### Brief
Word for word, repeat the lines of the records from the one containing "[trace] bokeh background" through the last line, both included.

Excerpts of annotation records:
· · · · ·

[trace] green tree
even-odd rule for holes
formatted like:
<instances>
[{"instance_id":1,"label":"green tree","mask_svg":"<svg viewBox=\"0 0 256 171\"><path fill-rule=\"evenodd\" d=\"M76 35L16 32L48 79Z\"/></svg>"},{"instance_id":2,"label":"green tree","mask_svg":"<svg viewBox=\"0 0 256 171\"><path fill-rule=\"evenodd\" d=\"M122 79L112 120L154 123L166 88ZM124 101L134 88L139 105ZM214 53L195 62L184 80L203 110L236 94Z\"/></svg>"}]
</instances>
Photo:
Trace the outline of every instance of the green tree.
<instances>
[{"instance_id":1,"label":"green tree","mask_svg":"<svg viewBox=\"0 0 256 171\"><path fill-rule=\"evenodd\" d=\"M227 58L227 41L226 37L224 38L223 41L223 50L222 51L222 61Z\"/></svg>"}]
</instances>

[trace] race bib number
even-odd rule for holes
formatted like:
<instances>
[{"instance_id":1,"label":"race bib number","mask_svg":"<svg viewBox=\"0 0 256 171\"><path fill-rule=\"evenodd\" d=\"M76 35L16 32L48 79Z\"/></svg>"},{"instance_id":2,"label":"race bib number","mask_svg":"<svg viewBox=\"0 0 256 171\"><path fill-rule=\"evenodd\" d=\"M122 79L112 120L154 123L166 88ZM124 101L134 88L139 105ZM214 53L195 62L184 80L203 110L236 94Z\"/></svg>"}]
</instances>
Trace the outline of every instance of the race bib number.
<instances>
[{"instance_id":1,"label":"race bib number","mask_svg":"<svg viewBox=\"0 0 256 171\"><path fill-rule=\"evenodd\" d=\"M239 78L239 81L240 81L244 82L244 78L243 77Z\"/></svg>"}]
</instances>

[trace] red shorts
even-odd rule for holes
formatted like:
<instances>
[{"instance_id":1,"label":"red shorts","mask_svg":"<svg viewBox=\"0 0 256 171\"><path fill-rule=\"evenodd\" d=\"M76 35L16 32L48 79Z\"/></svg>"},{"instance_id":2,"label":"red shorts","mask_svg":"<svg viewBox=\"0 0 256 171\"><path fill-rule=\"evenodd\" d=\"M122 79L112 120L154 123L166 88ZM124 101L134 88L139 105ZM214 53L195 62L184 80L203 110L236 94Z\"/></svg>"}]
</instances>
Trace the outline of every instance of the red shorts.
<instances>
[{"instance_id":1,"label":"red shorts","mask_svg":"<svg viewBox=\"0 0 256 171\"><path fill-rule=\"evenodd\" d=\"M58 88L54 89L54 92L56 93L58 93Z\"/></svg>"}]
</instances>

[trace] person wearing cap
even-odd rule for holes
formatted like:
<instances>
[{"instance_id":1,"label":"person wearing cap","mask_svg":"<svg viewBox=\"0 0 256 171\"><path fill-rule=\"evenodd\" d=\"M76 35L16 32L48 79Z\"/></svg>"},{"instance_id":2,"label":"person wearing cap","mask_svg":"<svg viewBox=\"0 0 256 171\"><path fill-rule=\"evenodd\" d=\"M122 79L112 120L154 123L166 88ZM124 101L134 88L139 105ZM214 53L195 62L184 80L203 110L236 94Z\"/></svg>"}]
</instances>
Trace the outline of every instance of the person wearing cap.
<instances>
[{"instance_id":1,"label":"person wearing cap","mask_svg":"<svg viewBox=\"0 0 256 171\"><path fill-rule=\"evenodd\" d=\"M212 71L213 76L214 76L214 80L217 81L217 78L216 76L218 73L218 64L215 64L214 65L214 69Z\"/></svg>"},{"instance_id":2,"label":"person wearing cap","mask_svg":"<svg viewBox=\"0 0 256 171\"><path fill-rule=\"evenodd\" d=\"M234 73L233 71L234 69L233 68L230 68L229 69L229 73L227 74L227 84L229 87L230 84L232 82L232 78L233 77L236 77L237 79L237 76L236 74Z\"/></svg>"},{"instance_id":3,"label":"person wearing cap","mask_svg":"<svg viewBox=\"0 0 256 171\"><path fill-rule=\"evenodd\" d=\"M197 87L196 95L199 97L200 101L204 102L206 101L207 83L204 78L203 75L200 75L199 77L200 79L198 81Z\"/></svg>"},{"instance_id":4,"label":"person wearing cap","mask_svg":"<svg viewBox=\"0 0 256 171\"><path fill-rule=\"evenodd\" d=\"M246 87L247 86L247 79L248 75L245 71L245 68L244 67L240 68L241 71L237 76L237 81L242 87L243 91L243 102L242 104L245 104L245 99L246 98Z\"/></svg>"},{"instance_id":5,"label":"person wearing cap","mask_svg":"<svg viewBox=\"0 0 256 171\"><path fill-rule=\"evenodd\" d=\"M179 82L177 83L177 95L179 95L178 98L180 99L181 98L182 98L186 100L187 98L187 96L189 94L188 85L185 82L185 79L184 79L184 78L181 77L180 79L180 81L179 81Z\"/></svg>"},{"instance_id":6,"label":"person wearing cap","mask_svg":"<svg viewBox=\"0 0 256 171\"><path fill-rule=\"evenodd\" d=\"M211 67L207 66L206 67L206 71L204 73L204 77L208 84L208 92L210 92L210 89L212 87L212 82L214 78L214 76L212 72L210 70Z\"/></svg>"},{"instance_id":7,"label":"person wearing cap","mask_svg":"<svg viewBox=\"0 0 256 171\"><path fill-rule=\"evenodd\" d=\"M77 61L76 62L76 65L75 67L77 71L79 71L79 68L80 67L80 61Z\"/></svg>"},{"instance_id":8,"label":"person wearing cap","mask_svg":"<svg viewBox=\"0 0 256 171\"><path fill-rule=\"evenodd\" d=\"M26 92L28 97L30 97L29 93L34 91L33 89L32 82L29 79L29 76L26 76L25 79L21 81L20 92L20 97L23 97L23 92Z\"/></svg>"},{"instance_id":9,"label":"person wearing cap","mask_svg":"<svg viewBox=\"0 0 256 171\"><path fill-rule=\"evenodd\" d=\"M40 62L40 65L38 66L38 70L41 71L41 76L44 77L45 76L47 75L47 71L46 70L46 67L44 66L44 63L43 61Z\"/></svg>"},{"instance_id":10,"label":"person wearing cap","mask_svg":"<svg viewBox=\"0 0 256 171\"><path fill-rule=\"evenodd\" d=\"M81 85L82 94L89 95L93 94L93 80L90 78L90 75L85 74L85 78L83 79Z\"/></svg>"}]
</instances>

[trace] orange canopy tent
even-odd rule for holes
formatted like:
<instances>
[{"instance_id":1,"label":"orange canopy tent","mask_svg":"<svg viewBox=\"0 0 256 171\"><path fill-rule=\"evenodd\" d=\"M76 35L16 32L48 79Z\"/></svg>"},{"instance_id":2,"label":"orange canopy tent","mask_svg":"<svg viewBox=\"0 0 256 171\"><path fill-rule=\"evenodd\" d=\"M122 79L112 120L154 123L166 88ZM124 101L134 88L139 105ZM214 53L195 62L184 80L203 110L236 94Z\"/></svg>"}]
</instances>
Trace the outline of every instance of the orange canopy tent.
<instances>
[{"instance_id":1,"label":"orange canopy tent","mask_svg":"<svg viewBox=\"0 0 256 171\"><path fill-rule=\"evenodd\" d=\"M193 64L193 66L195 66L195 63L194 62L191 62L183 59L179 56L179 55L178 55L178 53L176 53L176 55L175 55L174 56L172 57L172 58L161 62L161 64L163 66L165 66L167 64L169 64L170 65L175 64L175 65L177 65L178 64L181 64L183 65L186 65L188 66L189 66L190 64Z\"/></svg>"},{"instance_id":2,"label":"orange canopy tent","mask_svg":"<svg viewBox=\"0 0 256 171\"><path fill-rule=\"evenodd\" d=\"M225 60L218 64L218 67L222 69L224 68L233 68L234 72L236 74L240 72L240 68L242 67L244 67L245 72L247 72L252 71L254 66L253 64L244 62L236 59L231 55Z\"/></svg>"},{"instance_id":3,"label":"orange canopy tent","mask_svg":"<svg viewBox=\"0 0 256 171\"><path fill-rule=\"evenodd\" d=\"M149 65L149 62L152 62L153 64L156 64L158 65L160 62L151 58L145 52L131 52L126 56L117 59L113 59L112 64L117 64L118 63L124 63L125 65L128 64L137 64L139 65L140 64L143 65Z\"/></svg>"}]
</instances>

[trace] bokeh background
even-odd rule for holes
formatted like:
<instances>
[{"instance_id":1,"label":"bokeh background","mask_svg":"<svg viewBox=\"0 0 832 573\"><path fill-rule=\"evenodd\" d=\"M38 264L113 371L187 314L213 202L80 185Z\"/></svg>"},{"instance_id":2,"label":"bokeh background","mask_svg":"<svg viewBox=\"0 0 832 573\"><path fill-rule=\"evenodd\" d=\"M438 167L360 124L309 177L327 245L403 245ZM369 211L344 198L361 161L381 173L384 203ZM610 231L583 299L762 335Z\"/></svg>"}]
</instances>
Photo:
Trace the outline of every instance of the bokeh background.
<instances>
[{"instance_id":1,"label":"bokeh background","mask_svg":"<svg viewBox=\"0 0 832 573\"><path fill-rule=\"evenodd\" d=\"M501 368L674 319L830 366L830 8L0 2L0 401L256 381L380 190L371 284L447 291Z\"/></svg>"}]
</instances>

· · · · ·

### Task result
[trace] bokeh background
even-odd rule for holes
formatted like:
<instances>
[{"instance_id":1,"label":"bokeh background","mask_svg":"<svg viewBox=\"0 0 832 573\"><path fill-rule=\"evenodd\" d=\"M38 264L113 371L187 314L213 202L80 185Z\"/></svg>"},{"instance_id":2,"label":"bokeh background","mask_svg":"<svg viewBox=\"0 0 832 573\"><path fill-rule=\"evenodd\" d=\"M438 167L360 124L309 177L327 245L403 245ZM369 211L344 198L361 161L381 173L384 203ZM610 231L583 299L762 335Z\"/></svg>"}]
</instances>
Photo:
Trace the outline of every instance of the bokeh background.
<instances>
[{"instance_id":1,"label":"bokeh background","mask_svg":"<svg viewBox=\"0 0 832 573\"><path fill-rule=\"evenodd\" d=\"M501 368L674 319L830 366L830 8L0 2L0 401L256 381L380 190L371 284L447 291Z\"/></svg>"}]
</instances>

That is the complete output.